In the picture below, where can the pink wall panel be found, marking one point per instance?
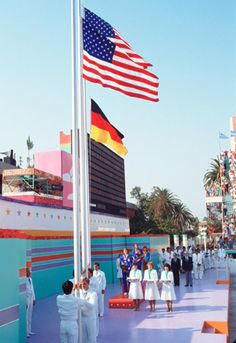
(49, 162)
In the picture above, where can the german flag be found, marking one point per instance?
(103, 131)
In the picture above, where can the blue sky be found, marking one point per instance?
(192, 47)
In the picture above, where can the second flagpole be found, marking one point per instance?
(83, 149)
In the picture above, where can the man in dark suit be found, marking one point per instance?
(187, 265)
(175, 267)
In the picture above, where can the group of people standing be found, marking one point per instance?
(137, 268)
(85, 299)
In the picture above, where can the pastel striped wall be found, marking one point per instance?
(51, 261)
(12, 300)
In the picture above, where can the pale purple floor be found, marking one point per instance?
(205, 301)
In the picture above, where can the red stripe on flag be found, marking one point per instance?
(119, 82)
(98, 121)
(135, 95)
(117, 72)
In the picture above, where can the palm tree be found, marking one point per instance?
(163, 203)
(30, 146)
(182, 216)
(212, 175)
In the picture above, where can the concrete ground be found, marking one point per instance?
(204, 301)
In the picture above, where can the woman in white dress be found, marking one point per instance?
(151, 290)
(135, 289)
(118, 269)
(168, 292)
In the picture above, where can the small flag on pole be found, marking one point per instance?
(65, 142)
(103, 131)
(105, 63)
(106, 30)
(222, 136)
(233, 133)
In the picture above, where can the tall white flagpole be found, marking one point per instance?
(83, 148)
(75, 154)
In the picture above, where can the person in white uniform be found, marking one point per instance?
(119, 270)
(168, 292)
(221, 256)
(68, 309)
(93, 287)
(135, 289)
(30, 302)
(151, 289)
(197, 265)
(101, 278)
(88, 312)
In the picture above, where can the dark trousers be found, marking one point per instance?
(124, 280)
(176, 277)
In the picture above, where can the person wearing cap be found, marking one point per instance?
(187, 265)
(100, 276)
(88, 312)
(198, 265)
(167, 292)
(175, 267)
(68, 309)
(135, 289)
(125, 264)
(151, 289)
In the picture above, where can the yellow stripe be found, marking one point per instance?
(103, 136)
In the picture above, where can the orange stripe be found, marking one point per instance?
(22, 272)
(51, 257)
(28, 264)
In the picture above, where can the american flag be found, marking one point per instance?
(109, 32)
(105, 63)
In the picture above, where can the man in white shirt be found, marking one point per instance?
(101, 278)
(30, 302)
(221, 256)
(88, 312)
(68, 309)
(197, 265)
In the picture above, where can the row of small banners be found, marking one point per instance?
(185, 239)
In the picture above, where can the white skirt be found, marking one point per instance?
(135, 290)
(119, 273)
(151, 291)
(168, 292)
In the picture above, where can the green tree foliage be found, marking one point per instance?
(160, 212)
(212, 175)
================
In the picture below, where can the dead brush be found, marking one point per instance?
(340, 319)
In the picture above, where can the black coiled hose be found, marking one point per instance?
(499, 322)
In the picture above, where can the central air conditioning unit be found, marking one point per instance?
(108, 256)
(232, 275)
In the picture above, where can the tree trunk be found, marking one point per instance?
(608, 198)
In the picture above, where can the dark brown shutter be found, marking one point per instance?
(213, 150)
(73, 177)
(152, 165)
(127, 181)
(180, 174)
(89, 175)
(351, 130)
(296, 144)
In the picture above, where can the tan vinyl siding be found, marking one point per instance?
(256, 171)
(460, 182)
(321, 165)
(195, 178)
================
> _What the task requires_: List every line in the rows above that contains the string "flagpole". Uppercase and lowercase letters count as different.

> _Response to this exercise_:
In the picture above, where can the second flagpole be found, marking one point per instance?
In the picture above, where can the tall white flagpole be found, marking one point per instance?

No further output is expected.